**Brief**
Convert the listing below into a JSON array of strings, with one string for each line and any blank lines omitted.

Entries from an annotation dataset
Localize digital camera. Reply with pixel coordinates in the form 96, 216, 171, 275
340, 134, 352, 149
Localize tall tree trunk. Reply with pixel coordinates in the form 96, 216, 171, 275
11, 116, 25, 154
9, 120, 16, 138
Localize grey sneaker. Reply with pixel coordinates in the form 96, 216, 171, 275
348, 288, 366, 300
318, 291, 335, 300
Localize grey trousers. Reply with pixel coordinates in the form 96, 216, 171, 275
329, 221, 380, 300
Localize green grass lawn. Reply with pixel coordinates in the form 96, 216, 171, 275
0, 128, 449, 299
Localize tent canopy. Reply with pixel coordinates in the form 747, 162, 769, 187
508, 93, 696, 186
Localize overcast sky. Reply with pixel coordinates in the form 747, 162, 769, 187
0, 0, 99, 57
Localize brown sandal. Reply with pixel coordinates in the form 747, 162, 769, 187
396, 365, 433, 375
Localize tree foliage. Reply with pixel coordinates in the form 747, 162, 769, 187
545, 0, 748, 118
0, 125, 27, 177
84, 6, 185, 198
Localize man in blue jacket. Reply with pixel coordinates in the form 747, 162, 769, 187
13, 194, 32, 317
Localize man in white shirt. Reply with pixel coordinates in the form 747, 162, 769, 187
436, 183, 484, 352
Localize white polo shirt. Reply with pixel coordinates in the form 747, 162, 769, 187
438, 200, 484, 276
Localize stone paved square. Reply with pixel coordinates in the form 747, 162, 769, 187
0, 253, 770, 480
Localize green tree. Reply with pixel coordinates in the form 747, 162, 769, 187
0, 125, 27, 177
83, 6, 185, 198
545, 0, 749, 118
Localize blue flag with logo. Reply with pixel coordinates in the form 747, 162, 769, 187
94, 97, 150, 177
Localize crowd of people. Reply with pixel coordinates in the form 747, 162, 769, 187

**Answer in full**
[
  "Localize digital camera. Reply with pixel coordinates in the form 96, 216, 171, 275",
  "340, 134, 352, 149",
  "Localize tall tree trunk. Reply with pixel coordinates in the form 96, 216, 171, 275",
  "11, 116, 25, 154",
  "9, 120, 16, 138",
  "Localize grey sneaker. Reply with pixel coordinates in the form 96, 216, 171, 275",
  "348, 288, 366, 300",
  "318, 291, 335, 300",
  "Localize grey trousers. Reply with pixel coordinates in the form 96, 216, 171, 275",
  "329, 221, 380, 300",
  "Localize green grass lawn. Reply with pixel coordinates in the form 96, 216, 171, 275",
  "0, 128, 449, 299",
  "Localize tent canopy. Reply with pixel coordinates in the form 747, 162, 769, 187",
  "508, 93, 696, 186",
  "Localize overcast sky. Reply with pixel coordinates in the form 747, 162, 769, 187",
  "0, 0, 99, 57",
  "Localize brown sandal. Reply with pixel coordinates in the form 747, 162, 769, 187",
  "396, 365, 433, 375",
  "Localize tree foliage. Reply with pixel coordinates in the form 747, 162, 769, 187",
  "545, 0, 748, 118",
  "0, 125, 27, 177",
  "84, 6, 185, 198",
  "Localize man in blue jacket. Reply with pixel coordinates in the form 747, 162, 769, 187",
  "13, 194, 32, 317",
  "Localize man in white shirt. Reply with pixel coordinates in the form 747, 162, 769, 187",
  "436, 183, 484, 352",
  "Localize white polo shirt. Reply with pixel coordinates in the form 747, 162, 769, 187",
  "438, 200, 484, 276",
  "Localize stone paved square. Reply with pixel coordinates in the form 747, 162, 769, 187",
  "0, 253, 770, 480",
  "Localize green tree. Reply with pixel coordinates in the form 747, 162, 769, 187",
  "0, 125, 27, 177",
  "83, 6, 185, 198",
  "545, 0, 749, 118",
  "Localize blue flag with logo. Reply with pixel coordinates in the form 747, 162, 769, 187",
  "94, 97, 150, 177",
  "Localize crowd of people. Reply with pixel coordinates in the form 747, 162, 769, 187"
]